------ Excerpt to read
# Petco Training Classes?



## kirschenregen (Feb 25, 2013)

So, my 6ish month old puppy has been in the first level basic manners class at Petco for about a month and a half. It has it's good and bad things about it but most of what is taught I can probably learn for free via YouTube and other resources. But now that her last class is this week, the trainer wants me to sign up for level 2. He'd like me to do it at the same time as the other woman since our dogs like each other and are at the same level. He also thinks that she needs more training and that starting the next level as soon as possible is best. But the class is another $100 and I question whether it's really worth it.
So, my questions is: Are there other classes out there (if anyone knows any in the Tigard, OR area that'd be great) that are cheaper than Petco?
Or do you think it'd be better to just try to look up training methods myself?
OR, do you think the Petco classes are worth it?


----------



## CptJack (Jun 3, 2012)

You can train yourself, absolutely. You can probably have a dog who LEARNS everything that is taught in classes from youtube. 

What youtube will not give you is the motivation and structure of classes (may or may not be necessary for you) or keep your dog socialized with other dogs, and used to working in a distracting environment. Nor will it give you someone who can give you feedback on what you are doing right or wrong, or tips and help with your dog invariable (and it is invariable) throws you for a loop by not having seen the video and not behaving at all like the dog on the screen. 

I kinda hate training classes. I have social anxiety, and I'm an introvert. Dealing with other people on that level, and being scrutinized, is a special kind of misery for me. I do, however, suck it up and do at least a couple of classes with my dogs after 6 months, because they benefit from it. Kylie starts agility today. Thud will do basic obedience II, some time in May. I still think I'd rather be drawn and quartered, but they'll benefit and be better trained for it.

So, you know, YMMV. If you just find the idea of another PetCo obedience class boring or unappealing, take your 100.00 and find a different trainer, or someone training something that DOES interest and appeal to you. He probably can't do agility yet (lower limits vary by class and trainer, for ours it's 8 months, others have been 6, some are 12 months) or rally or nose work or dock diving or freestyle or a trick class or-


----------



## cookieface (Jul 6, 2011)

I agree with CptJack. 

Personally, I need the structure, motivation, and personal support I get from a regular class. I _hate_ going because it's outside of my comfort zone, but once we get to class we have fun. Last spring we took a class at a local dog training club and we joined last fall. We've taken 5 classes so far, are currently enrolled in one, and are signed up for a 7th. Certainly not something I ever imagined doing, but we're enjoying it.

When I was looking for classes, I googled "dog trainer" and my zip code. I skimmed through the results, found a number of trainers who met my criteria, and then found a few who were offering classes in the immediate future. I don't know that the classes were cheaper than a pet store class, but I felt more comfortable with trainers with years of experience, professional certifications, titled dogs, and / or education related to animal behavior or learning theory. You might get that at a pet store class, but you might get someone who has had a brief training session and then assigned classes.


----------



## sharpei (Mar 15, 2013)

depends on the quality of the instructor. if they are very experienced and they are helping you a lot then yes. if they arent find another trainer. or go it on your own. but like captn jack said the trainer isnt there to teach your dog they are their to teach you and help you avoid common mistakes and pitfalls that happen during training. if you dont find each class enlightening learning something you didnt know before. move on.
------------
» Instructions for the task: In the Petco classes thread, can you change "youtube" to "online videos" in the passage starting with "OR, do you think" and going on through "on the screen.", then give that passage back? The data after this text isn't needed.
------ Source data
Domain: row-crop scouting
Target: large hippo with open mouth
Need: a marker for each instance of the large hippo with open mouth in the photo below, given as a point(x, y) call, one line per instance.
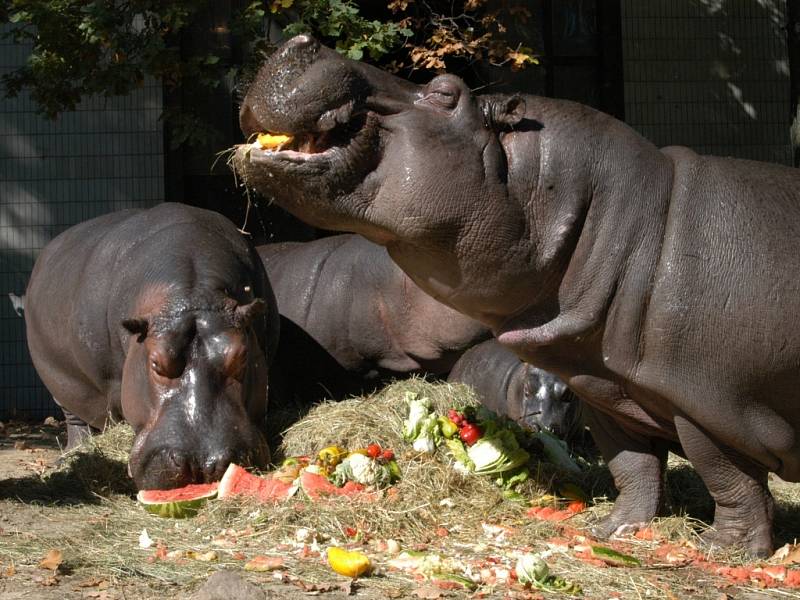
------------
» Answer to this exercise:
OR, do you think the Petco classes are worth it?


----------



## CptJack (Jun 3, 2012)

You can train yourself, absolutely. You can probably have a dog who LEARNS everything that is taught in classes from online videos. 

What online videos will not give you is the motivation and structure of classes (may or may not be necessary for you) or keep your dog socialized with other dogs, and used to working in a distracting environment. Nor will it give you someone who can give you feedback on what you are doing right or wrong, or tips and help with your dog invariable (and it is invariable) throws you for a loop by not having seen the video and not behaving at all like the dog on the screen.